**Your goal**
Output every line of the entries below as a JSON array of strings, one string per line, skipping blank lines. Omit the picture.

**Given data**
⟨

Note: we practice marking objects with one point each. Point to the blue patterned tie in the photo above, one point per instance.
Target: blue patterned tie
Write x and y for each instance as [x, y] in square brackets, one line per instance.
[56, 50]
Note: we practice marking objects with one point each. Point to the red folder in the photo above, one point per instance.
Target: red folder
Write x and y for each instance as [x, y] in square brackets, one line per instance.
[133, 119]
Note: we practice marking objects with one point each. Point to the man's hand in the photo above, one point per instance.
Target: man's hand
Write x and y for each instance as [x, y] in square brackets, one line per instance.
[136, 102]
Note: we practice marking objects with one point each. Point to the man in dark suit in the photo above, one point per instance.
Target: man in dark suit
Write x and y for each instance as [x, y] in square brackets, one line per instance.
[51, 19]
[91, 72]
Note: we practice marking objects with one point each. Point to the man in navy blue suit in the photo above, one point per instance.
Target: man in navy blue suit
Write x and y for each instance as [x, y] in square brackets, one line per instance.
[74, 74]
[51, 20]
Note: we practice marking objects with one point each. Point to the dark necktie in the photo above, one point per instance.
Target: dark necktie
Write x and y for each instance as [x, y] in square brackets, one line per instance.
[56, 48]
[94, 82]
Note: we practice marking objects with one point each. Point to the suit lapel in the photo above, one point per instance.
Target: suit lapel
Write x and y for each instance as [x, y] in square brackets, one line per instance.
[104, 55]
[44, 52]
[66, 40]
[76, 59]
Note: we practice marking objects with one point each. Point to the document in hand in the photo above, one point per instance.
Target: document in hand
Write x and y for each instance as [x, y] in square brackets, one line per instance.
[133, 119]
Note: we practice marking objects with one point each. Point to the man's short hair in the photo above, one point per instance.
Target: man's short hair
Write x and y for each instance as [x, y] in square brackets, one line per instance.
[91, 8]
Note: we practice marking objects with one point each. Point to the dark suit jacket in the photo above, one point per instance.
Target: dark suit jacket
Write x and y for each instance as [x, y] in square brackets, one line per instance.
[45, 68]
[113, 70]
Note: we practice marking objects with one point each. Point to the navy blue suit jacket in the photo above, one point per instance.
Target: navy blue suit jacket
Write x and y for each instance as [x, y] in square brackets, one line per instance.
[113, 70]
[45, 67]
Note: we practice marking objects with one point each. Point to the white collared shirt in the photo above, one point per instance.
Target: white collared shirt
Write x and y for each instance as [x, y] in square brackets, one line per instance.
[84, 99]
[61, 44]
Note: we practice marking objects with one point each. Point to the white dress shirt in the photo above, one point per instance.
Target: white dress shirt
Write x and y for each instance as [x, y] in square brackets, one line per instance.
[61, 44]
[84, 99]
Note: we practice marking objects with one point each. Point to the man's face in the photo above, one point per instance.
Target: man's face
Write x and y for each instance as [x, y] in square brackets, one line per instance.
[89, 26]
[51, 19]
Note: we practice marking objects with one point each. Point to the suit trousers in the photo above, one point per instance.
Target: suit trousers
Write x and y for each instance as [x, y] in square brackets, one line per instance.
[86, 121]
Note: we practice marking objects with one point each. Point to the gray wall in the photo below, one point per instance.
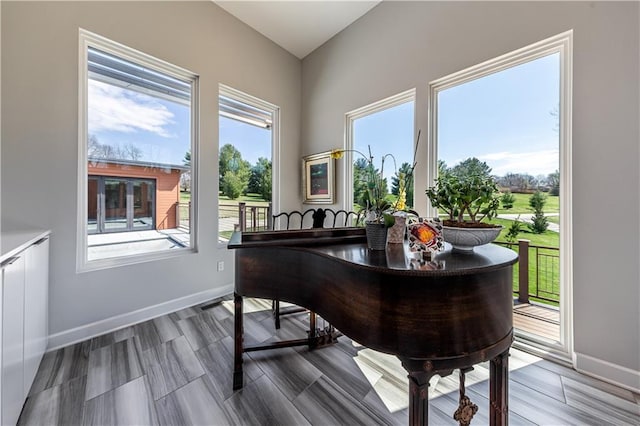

⟩

**Worked answer**
[
  "Note: we practice marking objects with one point each. Point to the blue patterned tie in the photo above, one point per instance.",
  "Target: blue patterned tie",
  "Write x and y for each instance as [x, y] in square brackets, one line per instance.",
  "[56, 50]",
  "Note: we practice marking objects with one point each. Point to the red folder in the photo above, one point per instance.",
  "Target: red folder",
  "Write x and y for each instance as [x, y] in square brackets, one line per instance.",
  "[133, 119]",
  "Note: we practice marking objects with one point each. Point to the man's hand in the photo above, one point per instance.",
  "Target: man's hand",
  "Write x and y for each instance as [x, y] in square brackets, one line per instance.",
  "[136, 102]",
  "Note: we practice marking objects with one point each. Point to the man in dark suit in the photo above, one point per instance.",
  "Target: man in dark suit",
  "Write x and y for each instance as [x, y] in square brackets, one line per instance.",
  "[51, 19]",
  "[91, 72]",
  "Note: we practice marking objects with one point each. Point to the man in navy blue suit in the photo above, one point per instance.",
  "Target: man in navy blue suit",
  "Write x and y for each instance as [x, y] in square brackets, one line per instance.",
  "[74, 74]",
  "[51, 20]",
  "Note: we practice marking objects with one point each. Point to the dark necktie in the photo above, one point per instance.",
  "Target: dark necktie",
  "Write x and y for each instance as [x, y] in square brackets, one line per instance.",
  "[56, 48]",
  "[94, 82]",
  "Note: we practice marking objects with one point each. Point to the suit lapel in the photo above, one point per instance.",
  "Target: suit lapel",
  "Write x and y for each instance as [x, y] in square brackets, one line per instance.",
  "[104, 55]",
  "[44, 52]",
  "[66, 40]",
  "[76, 59]",
  "Note: we practice marking objects with one point each. Point to the document in hand in the photo above, one point per instance.",
  "Target: document in hand",
  "Write x and y for each instance as [x, y] in square brackets, one line per instance.",
  "[133, 119]",
  "Note: we practice marking objects with one point each. Point to the man's short hair in the photo above, one point per instance.",
  "Target: man's short hair",
  "Write x and y for each instance as [x, y] in square brackets, one line per instance.",
  "[91, 8]",
  "Note: we practice marking objects with one point each. Point to the dark suit jacket in the photo above, one point per instance.",
  "Target: dark suit jacket",
  "Write x and y for each instance as [x, y] in square brackets, one line per instance.",
  "[45, 68]",
  "[113, 70]",
  "Note: we practice marking objects with one point each. Point to the navy blue suit jacket in the photo above, one point per instance.",
  "Target: navy blue suit jacket",
  "Write x and y for each instance as [x, y] in square brackets, one line per instance.",
  "[113, 70]",
  "[45, 67]",
  "Note: we practice marking objects with one point each. Point to the white collared shirt in the photo above, one point per instance.",
  "Target: white collared shirt",
  "Write x and y for each instance as [x, y] in square brackets, one line per instance.",
  "[84, 99]",
  "[61, 44]",
  "Note: we practice marking objects with one point each. Point to the white dress shirt in the photo above, one point per instance.",
  "Target: white dress shirt",
  "Write x and y for each instance as [x, y] in square brackets, one line per instance.",
  "[61, 44]",
  "[84, 99]",
  "Note: we practice marking objects with one point each. Point to the man's face in the photo above, one point per instance.",
  "Target: man's face",
  "Write x and y for each instance as [x, y] in square brackets, one line per instance.",
  "[89, 26]",
  "[51, 19]",
  "Note: we practice marking objects with one point each. Point to the suit trousers in the photo above, one point per instance.",
  "Target: suit trousers",
  "Write x and y for each instance as [x, y] in square brackets, one line per instance.",
  "[86, 121]",
  "Note: we practice marking objects with one point each. Point to the gray wall in the photo below, one point per instance."
]